_引用原文_.
3

500行SQL快速实现UCF

 3 years ago
source link: http://www.cnblogs.com/arachis/p/UCF.html
Go to the source link to view the article. You can view the picture content, updated content and better typesetting reading experience. If the link is broken, please click the button below to view the snapshot at that time.
neoserver,ios ssh client

写在前面话

UCF通常是User-base Collaborative Filter的简写;大体的算法思路是根据用户行为计算相似群体(邻居),为用户推荐其邻居喜好的内容;感觉是不是很简单、那废话不多说先撸个SQL。

SQL

select uid1,uid2,sim
from (
    select uid1
        ,uid2
        ,cnt12 / sqrt(cnt1*cnt2) sim
        ,row_number() over(partition by uid1 order by cnt12 / sqrt(cnt1*cnt2) desc) sim_rn
    from (
        select a.uid uid1
            ,b.uid uid2
            ,count(a.iid) cnt12 
        from tb_behavior a
        join tb_behavior b
        on a.iid = b.iid
        where a.uid <> b.uid
        group by a.uid,b.uid
    ) a12
    join (select uid,count(iid) cnt1 from tb_behavior group by uid) a1
    on a12.uid1 = a1.uid
    join (select uid,count(iid) cnt2 from tb_behavior group by uid) a2
    on a12.uid1 = a2.uid
) tb_neighbour
where sim > 0.1 and sim_rn <= 30

读者实现的话只需要把上面的tb_behavior表替换成自己业务的用户行为即可;iid,uid分别对应物品id和用户id;

根据共现相似度,即共同喜好的物品个数比上各自喜好物品总数乘积取平方;最后截断用户最相似的前30个邻居作为推荐的依据。

_数据集部分_.
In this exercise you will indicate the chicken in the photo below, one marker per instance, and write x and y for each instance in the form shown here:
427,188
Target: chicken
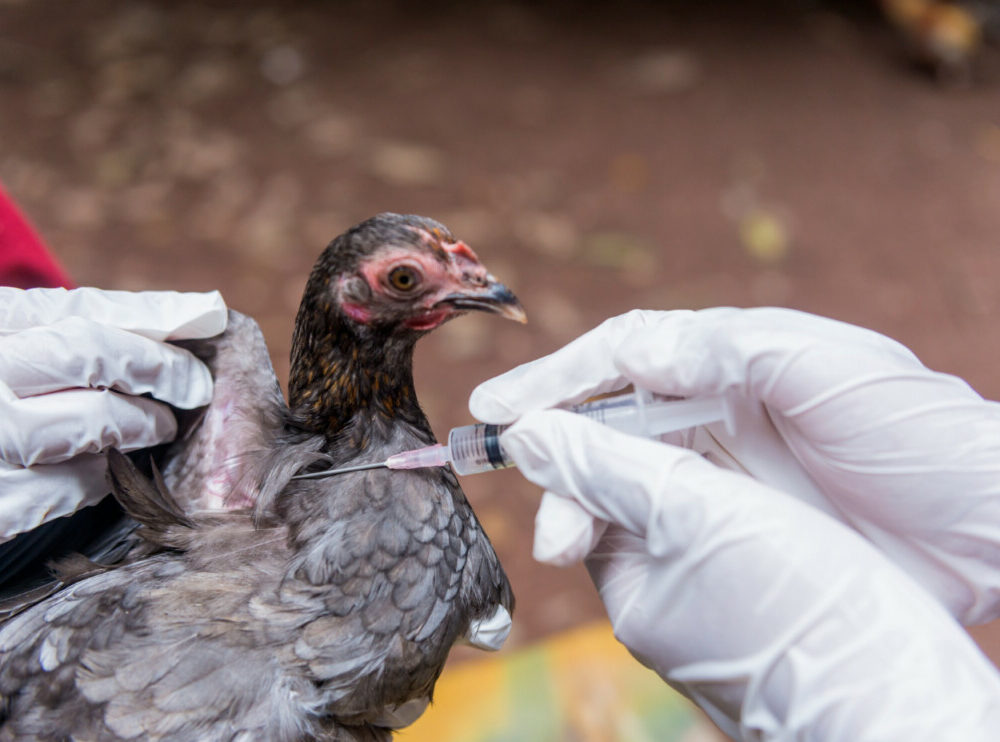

_工作内容_.
根据关于以SQL实现UCF的引用原文,iid与uid分别对应什么?

_任务结果_.
iid对应物品id,uid对应用户id。